*Supplied records*

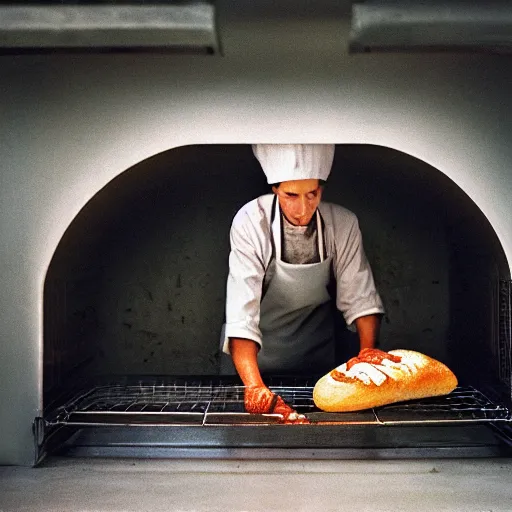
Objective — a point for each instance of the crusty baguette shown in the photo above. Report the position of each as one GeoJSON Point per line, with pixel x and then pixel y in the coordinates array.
{"type": "Point", "coordinates": [368, 385]}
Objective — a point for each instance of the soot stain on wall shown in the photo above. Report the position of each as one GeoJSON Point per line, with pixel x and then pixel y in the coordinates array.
{"type": "Point", "coordinates": [147, 258]}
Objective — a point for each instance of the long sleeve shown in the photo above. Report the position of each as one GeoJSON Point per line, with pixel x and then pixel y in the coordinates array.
{"type": "Point", "coordinates": [356, 293]}
{"type": "Point", "coordinates": [248, 257]}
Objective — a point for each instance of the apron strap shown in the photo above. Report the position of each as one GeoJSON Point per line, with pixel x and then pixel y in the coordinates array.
{"type": "Point", "coordinates": [277, 231]}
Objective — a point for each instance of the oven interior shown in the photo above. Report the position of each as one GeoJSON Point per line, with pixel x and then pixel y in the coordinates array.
{"type": "Point", "coordinates": [134, 304]}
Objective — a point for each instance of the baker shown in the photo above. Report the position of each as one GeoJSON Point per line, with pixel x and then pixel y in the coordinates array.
{"type": "Point", "coordinates": [289, 253]}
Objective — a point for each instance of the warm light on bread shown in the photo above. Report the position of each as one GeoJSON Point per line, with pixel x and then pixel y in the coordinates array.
{"type": "Point", "coordinates": [378, 378]}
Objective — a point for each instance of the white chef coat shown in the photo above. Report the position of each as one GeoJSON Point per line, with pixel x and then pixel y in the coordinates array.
{"type": "Point", "coordinates": [251, 252]}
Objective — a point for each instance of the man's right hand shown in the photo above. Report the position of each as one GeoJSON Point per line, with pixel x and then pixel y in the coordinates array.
{"type": "Point", "coordinates": [260, 400]}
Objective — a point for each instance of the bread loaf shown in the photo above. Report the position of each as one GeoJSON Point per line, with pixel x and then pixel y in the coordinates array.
{"type": "Point", "coordinates": [376, 378]}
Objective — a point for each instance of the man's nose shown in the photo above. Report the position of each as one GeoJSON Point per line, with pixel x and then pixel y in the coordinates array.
{"type": "Point", "coordinates": [302, 207]}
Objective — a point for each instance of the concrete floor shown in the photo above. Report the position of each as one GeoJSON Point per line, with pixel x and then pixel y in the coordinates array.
{"type": "Point", "coordinates": [118, 485]}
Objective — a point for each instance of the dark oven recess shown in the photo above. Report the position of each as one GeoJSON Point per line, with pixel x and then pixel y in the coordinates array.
{"type": "Point", "coordinates": [204, 417]}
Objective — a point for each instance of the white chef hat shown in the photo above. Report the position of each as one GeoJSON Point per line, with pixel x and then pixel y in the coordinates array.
{"type": "Point", "coordinates": [286, 162]}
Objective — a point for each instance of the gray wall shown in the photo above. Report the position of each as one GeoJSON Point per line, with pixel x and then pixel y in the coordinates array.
{"type": "Point", "coordinates": [71, 124]}
{"type": "Point", "coordinates": [142, 269]}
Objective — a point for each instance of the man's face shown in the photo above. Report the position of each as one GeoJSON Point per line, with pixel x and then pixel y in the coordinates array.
{"type": "Point", "coordinates": [298, 200]}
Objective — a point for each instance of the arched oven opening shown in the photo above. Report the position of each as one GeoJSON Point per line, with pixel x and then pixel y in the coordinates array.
{"type": "Point", "coordinates": [134, 304]}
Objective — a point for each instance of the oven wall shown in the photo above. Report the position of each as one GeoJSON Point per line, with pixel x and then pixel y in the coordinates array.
{"type": "Point", "coordinates": [70, 124]}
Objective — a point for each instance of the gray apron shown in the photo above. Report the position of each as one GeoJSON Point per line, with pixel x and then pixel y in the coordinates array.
{"type": "Point", "coordinates": [296, 319]}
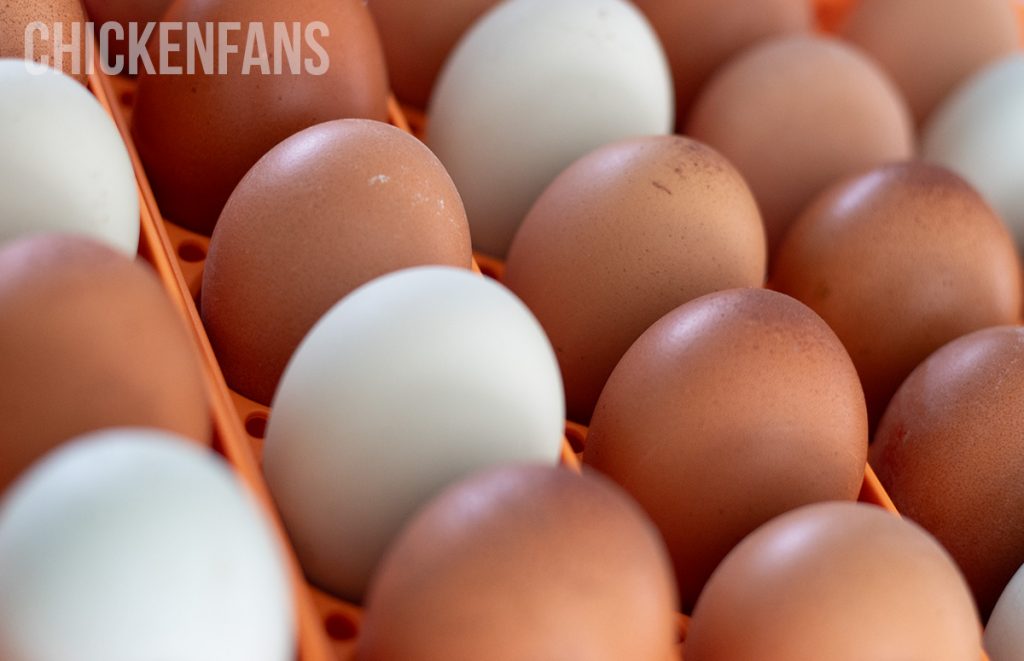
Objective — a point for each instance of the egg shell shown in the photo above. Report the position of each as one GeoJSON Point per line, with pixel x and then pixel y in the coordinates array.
{"type": "Point", "coordinates": [729, 410]}
{"type": "Point", "coordinates": [407, 385]}
{"type": "Point", "coordinates": [531, 87]}
{"type": "Point", "coordinates": [978, 132]}
{"type": "Point", "coordinates": [840, 581]}
{"type": "Point", "coordinates": [88, 340]}
{"type": "Point", "coordinates": [199, 134]}
{"type": "Point", "coordinates": [623, 236]}
{"type": "Point", "coordinates": [17, 15]}
{"type": "Point", "coordinates": [418, 38]}
{"type": "Point", "coordinates": [524, 563]}
{"type": "Point", "coordinates": [64, 166]}
{"type": "Point", "coordinates": [949, 452]}
{"type": "Point", "coordinates": [899, 261]}
{"type": "Point", "coordinates": [929, 47]}
{"type": "Point", "coordinates": [794, 115]}
{"type": "Point", "coordinates": [329, 209]}
{"type": "Point", "coordinates": [700, 36]}
{"type": "Point", "coordinates": [133, 543]}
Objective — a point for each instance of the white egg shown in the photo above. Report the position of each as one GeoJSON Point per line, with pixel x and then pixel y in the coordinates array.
{"type": "Point", "coordinates": [131, 544]}
{"type": "Point", "coordinates": [64, 166]}
{"type": "Point", "coordinates": [532, 86]}
{"type": "Point", "coordinates": [979, 133]}
{"type": "Point", "coordinates": [409, 384]}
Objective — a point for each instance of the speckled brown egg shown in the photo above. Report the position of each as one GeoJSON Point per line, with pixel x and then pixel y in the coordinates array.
{"type": "Point", "coordinates": [417, 39]}
{"type": "Point", "coordinates": [931, 46]}
{"type": "Point", "coordinates": [796, 114]}
{"type": "Point", "coordinates": [730, 410]}
{"type": "Point", "coordinates": [15, 15]}
{"type": "Point", "coordinates": [88, 340]}
{"type": "Point", "coordinates": [524, 563]}
{"type": "Point", "coordinates": [623, 236]}
{"type": "Point", "coordinates": [699, 36]}
{"type": "Point", "coordinates": [199, 134]}
{"type": "Point", "coordinates": [899, 261]}
{"type": "Point", "coordinates": [950, 452]}
{"type": "Point", "coordinates": [326, 211]}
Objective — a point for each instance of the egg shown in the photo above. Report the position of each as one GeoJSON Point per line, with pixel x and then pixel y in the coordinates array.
{"type": "Point", "coordinates": [899, 261]}
{"type": "Point", "coordinates": [524, 563]}
{"type": "Point", "coordinates": [929, 47]}
{"type": "Point", "coordinates": [16, 18]}
{"type": "Point", "coordinates": [700, 36]}
{"type": "Point", "coordinates": [794, 115]}
{"type": "Point", "coordinates": [199, 134]}
{"type": "Point", "coordinates": [624, 235]}
{"type": "Point", "coordinates": [329, 209]}
{"type": "Point", "coordinates": [531, 87]}
{"type": "Point", "coordinates": [88, 340]}
{"type": "Point", "coordinates": [410, 383]}
{"type": "Point", "coordinates": [979, 133]}
{"type": "Point", "coordinates": [841, 581]}
{"type": "Point", "coordinates": [64, 166]}
{"type": "Point", "coordinates": [418, 38]}
{"type": "Point", "coordinates": [949, 452]}
{"type": "Point", "coordinates": [729, 410]}
{"type": "Point", "coordinates": [131, 544]}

*Directions*
Quote all the lines above exactly as given. Do not include the pictures.

*Exercise response*
Objective — a point for each instance of the crusty baguette shown in the photo above. Report the position of each as one GeoJSON Point per line, with pixel x and then pixel y in the coordinates array.
{"type": "Point", "coordinates": [368, 385]}
Objective — a point for each instance of the soot stain on wall shown in the photo above. Report the position of each as one GeoJSON Point per line, with pixel x and then pixel y in the coordinates array.
{"type": "Point", "coordinates": [147, 258]}
Objective — a point for each instance of the long sleeve shown in the photo above. Report the position of each as one GeoJSON Point per line, with pixel x and then pixel y in the coordinates array.
{"type": "Point", "coordinates": [356, 293]}
{"type": "Point", "coordinates": [248, 257]}
Objective — a point for each instance of the apron strap shown in the photo above. Report the position of each as one GeoJSON Point per line, with pixel x and then pixel y in the coordinates array.
{"type": "Point", "coordinates": [277, 231]}
Objective — a point for each instance of the oven interior shown in the photo above. Report the position of each as one GeoJSON Point per line, with pixel x and then pixel y in the coordinates array.
{"type": "Point", "coordinates": [134, 304]}
Objective — a point for each instance of the baker shown in the photo above. Report the position of each as one GeoJSON Point per line, with pixel x and then pixel y in the coordinates array.
{"type": "Point", "coordinates": [289, 253]}
Objective — a point for each instance of the warm light on bread shown in the photo above. Report the position of each as one GeoJSON Point per line, with pixel x and then pixel y in the coordinates array.
{"type": "Point", "coordinates": [378, 378]}
Objective — a point for each instance of the white chef coat shown in the photo above. Report the position of each as one GeoJSON Point per line, with pixel x and then pixel y in the coordinates array.
{"type": "Point", "coordinates": [251, 252]}
Objective — a point for each instance of the man's right hand shown in the photo above. Report the position of each as one GeoJSON Point per line, with pixel x and then pixel y in the coordinates array.
{"type": "Point", "coordinates": [260, 400]}
Objective — a point for each instance of the bread loaf shown in the photo above. Report the position of each as one GeoJSON Point per line, with pixel x and then pixel y in the coordinates array.
{"type": "Point", "coordinates": [376, 378]}
Objective — a point for each instance of the man's nose shown in the photo above. Report the position of each as one GeoJSON Point per line, with pixel x and then pixel y in the coordinates array.
{"type": "Point", "coordinates": [302, 207]}
Objective — a point for each instance of the concrete floor shown in the photo above. Report the position of each as one GeoJSON Point per line, with pixel x and then pixel y in the coordinates array.
{"type": "Point", "coordinates": [118, 485]}
Objective — a point for each instance of the dark oven recess shown in the photo above. Report the position of each as one GeoJSON Point per line, with pixel x and then pixel y in the coordinates array.
{"type": "Point", "coordinates": [204, 417]}
Objective — a point for each instance of the white chef hat shown in the photo above. Report the position of each as one GeoJSON Point per line, with pixel x and then pixel y in the coordinates array.
{"type": "Point", "coordinates": [286, 162]}
Objective — a point for each instance of the gray wall shown in the photo above. Report the position of each as one GeoJSON Point per line, with pixel x and then pixel y in the coordinates array.
{"type": "Point", "coordinates": [71, 124]}
{"type": "Point", "coordinates": [142, 269]}
Objective — a point for each instance of the man's face shown in the photo above. Report the position of each as one GeoJSON Point per line, with pixel x and then pixel y in the coordinates array.
{"type": "Point", "coordinates": [298, 200]}
Objective — a point for each instance of the arched oven opening shown in the photo above. Report the position of each as one GeoJSON Point per line, with pixel x and then pixel y in the coordinates array.
{"type": "Point", "coordinates": [134, 304]}
Objective — a point for each instance of the oven wall shown in the photo above. Report the position of each as one GeoJSON Point per line, with pixel x and then pixel y in the coordinates array.
{"type": "Point", "coordinates": [70, 124]}
Objective — a point for each instance of the gray apron shown in the photo above. Report the position of each as one GeoJSON Point per line, with pixel x and then pixel y in the coordinates array.
{"type": "Point", "coordinates": [296, 319]}
Objective — a point for each instance of the egg shell shown in the photo above. Report the position of each as one GeoJSON Point per line, with pixel x and then pixel y in the coordinates array.
{"type": "Point", "coordinates": [729, 410]}
{"type": "Point", "coordinates": [407, 385]}
{"type": "Point", "coordinates": [531, 87]}
{"type": "Point", "coordinates": [978, 132]}
{"type": "Point", "coordinates": [840, 581]}
{"type": "Point", "coordinates": [88, 340]}
{"type": "Point", "coordinates": [199, 134]}
{"type": "Point", "coordinates": [623, 236]}
{"type": "Point", "coordinates": [17, 15]}
{"type": "Point", "coordinates": [418, 38]}
{"type": "Point", "coordinates": [524, 563]}
{"type": "Point", "coordinates": [64, 166]}
{"type": "Point", "coordinates": [949, 452]}
{"type": "Point", "coordinates": [899, 261]}
{"type": "Point", "coordinates": [929, 47]}
{"type": "Point", "coordinates": [794, 115]}
{"type": "Point", "coordinates": [329, 209]}
{"type": "Point", "coordinates": [700, 36]}
{"type": "Point", "coordinates": [133, 543]}
Objective — a point for each instance of the white egg shown in the photo above. Report the position of each as one GeoJSON Point per line, with pixel x and then pixel y in the coordinates array.
{"type": "Point", "coordinates": [131, 544]}
{"type": "Point", "coordinates": [64, 166]}
{"type": "Point", "coordinates": [532, 86]}
{"type": "Point", "coordinates": [979, 133]}
{"type": "Point", "coordinates": [409, 384]}
Objective — a point for each instance of the speckled brown egg shown in the photo above. Report the position of each as one GeoJSON Point per line, with pixel x and then pixel y in the coordinates array.
{"type": "Point", "coordinates": [417, 39]}
{"type": "Point", "coordinates": [931, 46]}
{"type": "Point", "coordinates": [796, 114]}
{"type": "Point", "coordinates": [730, 410]}
{"type": "Point", "coordinates": [15, 15]}
{"type": "Point", "coordinates": [88, 340]}
{"type": "Point", "coordinates": [524, 563]}
{"type": "Point", "coordinates": [623, 236]}
{"type": "Point", "coordinates": [699, 36]}
{"type": "Point", "coordinates": [199, 134]}
{"type": "Point", "coordinates": [899, 261]}
{"type": "Point", "coordinates": [950, 452]}
{"type": "Point", "coordinates": [326, 211]}
Objective — a point for each instance of the egg shown in the photo above. Report the position of each as one GeoJSON Point per line, with pixel x and then pixel y in the coordinates array.
{"type": "Point", "coordinates": [899, 261]}
{"type": "Point", "coordinates": [524, 563]}
{"type": "Point", "coordinates": [929, 47]}
{"type": "Point", "coordinates": [16, 18]}
{"type": "Point", "coordinates": [700, 36]}
{"type": "Point", "coordinates": [794, 115]}
{"type": "Point", "coordinates": [199, 134]}
{"type": "Point", "coordinates": [624, 235]}
{"type": "Point", "coordinates": [329, 209]}
{"type": "Point", "coordinates": [531, 87]}
{"type": "Point", "coordinates": [88, 340]}
{"type": "Point", "coordinates": [410, 383]}
{"type": "Point", "coordinates": [979, 133]}
{"type": "Point", "coordinates": [841, 581]}
{"type": "Point", "coordinates": [64, 166]}
{"type": "Point", "coordinates": [418, 38]}
{"type": "Point", "coordinates": [949, 452]}
{"type": "Point", "coordinates": [729, 410]}
{"type": "Point", "coordinates": [131, 544]}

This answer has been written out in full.